## begin EXTRACTED DATA
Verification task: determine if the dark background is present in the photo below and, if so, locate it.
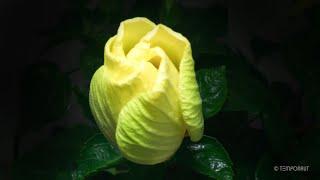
[0,0,320,179]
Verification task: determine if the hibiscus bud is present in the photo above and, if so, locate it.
[90,17,203,164]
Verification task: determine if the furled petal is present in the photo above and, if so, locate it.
[179,44,203,141]
[111,17,155,58]
[116,48,185,164]
[138,24,203,141]
[103,18,157,121]
[89,66,116,144]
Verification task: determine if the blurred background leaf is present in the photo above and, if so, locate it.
[13,126,98,180]
[19,62,71,133]
[196,66,227,119]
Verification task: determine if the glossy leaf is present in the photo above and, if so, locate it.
[197,66,227,118]
[73,133,123,179]
[177,136,233,180]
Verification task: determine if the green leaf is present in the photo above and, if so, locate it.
[19,62,71,131]
[73,133,123,179]
[196,51,268,113]
[114,161,167,180]
[13,126,98,180]
[197,66,227,118]
[177,136,233,180]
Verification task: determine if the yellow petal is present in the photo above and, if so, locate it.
[141,24,187,69]
[179,45,203,141]
[136,24,203,141]
[89,66,116,144]
[112,17,155,57]
[116,49,185,164]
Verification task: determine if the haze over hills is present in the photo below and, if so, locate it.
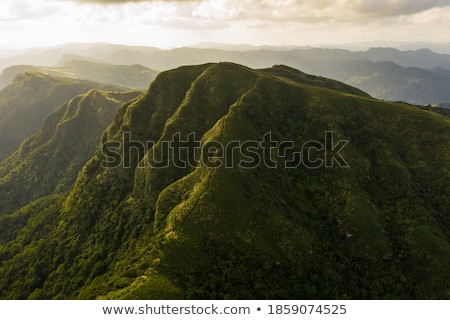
[0,44,450,104]
[0,90,141,215]
[0,63,450,299]
[0,59,158,90]
[0,71,128,161]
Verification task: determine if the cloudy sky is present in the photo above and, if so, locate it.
[0,0,450,49]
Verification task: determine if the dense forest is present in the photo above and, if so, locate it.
[0,63,450,299]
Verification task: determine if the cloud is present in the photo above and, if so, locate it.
[65,0,197,5]
[351,0,450,17]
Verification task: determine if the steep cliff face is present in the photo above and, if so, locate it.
[0,63,450,299]
[0,71,124,161]
[0,90,141,215]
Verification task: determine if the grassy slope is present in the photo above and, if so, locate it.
[0,90,140,215]
[0,63,450,299]
[0,56,158,90]
[0,71,123,161]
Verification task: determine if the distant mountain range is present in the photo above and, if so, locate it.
[0,44,450,105]
[0,55,158,90]
[0,63,450,299]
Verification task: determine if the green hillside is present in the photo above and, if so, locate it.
[0,90,140,215]
[0,56,158,90]
[0,71,124,161]
[0,63,450,299]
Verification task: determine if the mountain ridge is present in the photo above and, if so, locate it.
[0,71,128,161]
[0,63,450,299]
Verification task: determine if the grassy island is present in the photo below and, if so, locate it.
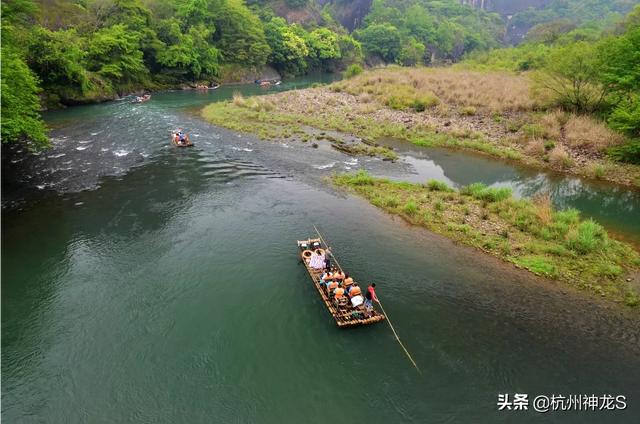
[202,67,640,186]
[332,171,640,306]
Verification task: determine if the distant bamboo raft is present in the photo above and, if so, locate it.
[298,239,384,328]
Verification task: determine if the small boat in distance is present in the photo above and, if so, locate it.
[255,78,282,87]
[171,129,193,147]
[133,94,151,103]
[298,238,384,328]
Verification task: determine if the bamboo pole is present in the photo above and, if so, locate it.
[313,225,422,374]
## end EXTRACTED DATA
▶ _STATED TASK_
Retype every one of the records above word for word, leaving out the pictures.

▶ _RESPONSE_
Verification task: determine if the dark background is present in the photo below and, if so, locate it.
[0,0,320,179]
Verification task: determine if the hibiscus bud is present in the photo above and, if so, locate it.
[90,17,203,164]
Verification task: determine if the furled petal is present in the photo above and, if so, locate it.
[179,44,203,141]
[111,17,155,58]
[116,48,185,164]
[138,24,203,141]
[103,18,157,121]
[89,66,116,144]
Verification task: determine if the blurred background leaf is present in the photo above and, if so, locate it.
[13,126,98,180]
[19,62,71,133]
[196,66,227,119]
Verification task: determine if the glossy leaf is present in the photo above and, if so, locate it.
[197,66,227,118]
[73,133,123,179]
[177,136,233,180]
Verification task: determine if the green leaf is present in the photo above and, if so, locate it.
[19,62,71,131]
[73,133,123,179]
[196,51,268,113]
[114,161,167,180]
[13,126,98,180]
[197,66,227,118]
[177,136,233,180]
Verification task: determine if the yellow petal is present in the photo above and, if so, locate it.
[141,24,187,69]
[179,45,203,141]
[136,24,203,141]
[89,66,116,144]
[112,17,155,57]
[116,49,185,164]
Verification task: determine if the haze over hills is present in the photo below and, if so, locate it.
[0,44,450,104]
[0,90,141,215]
[0,63,450,299]
[0,59,158,90]
[0,71,128,161]
Verification task: determine if the cloudy sky is present in the photo above and, if so, locate it.
[0,0,450,49]
Verification task: determine if the dense forest is present in the photo above and, if so, locate it.
[0,63,450,299]
Verification task: determine if the cloud is present in the photo above and, if so, locate it.
[65,0,197,5]
[351,0,450,17]
Verification task: determine if the steep cliff face is present in the photo above and, if so, locate it.
[0,63,450,299]
[0,71,124,161]
[0,90,141,215]
Verification task: determine if the grassy slope is present in the photo above and, if so, locate it.
[0,90,140,215]
[0,63,450,299]
[0,56,158,90]
[0,71,123,161]
Verification task: determine if the distant mountain range is present in the photo above and, if so, locate it.
[0,44,450,105]
[0,55,158,90]
[0,63,450,299]
Verification task: determine if the green hillside is present in the photo above and, if so, locate it.
[0,90,140,215]
[0,56,158,90]
[0,71,124,161]
[0,63,450,299]
Verification task: determine if the mountain ridge is present in the photo above and, if so, locate it.
[0,71,128,161]
[0,63,450,299]
Verification task: determine if the grassy island is present in the photo below and, if so, locate it.
[202,67,640,186]
[332,171,640,306]
Verification task: determine if the distant bamboo raft is present in the photo above and, if so, locate it.
[298,239,384,328]
Verification task: determine if the small boat in distance is present in the photo above and, if so, locate it.
[255,78,282,87]
[171,129,193,147]
[133,94,151,103]
[298,238,384,328]
Verification task: determine if the bamboo pole is present in the photo above and, if so, locate it.
[313,225,422,374]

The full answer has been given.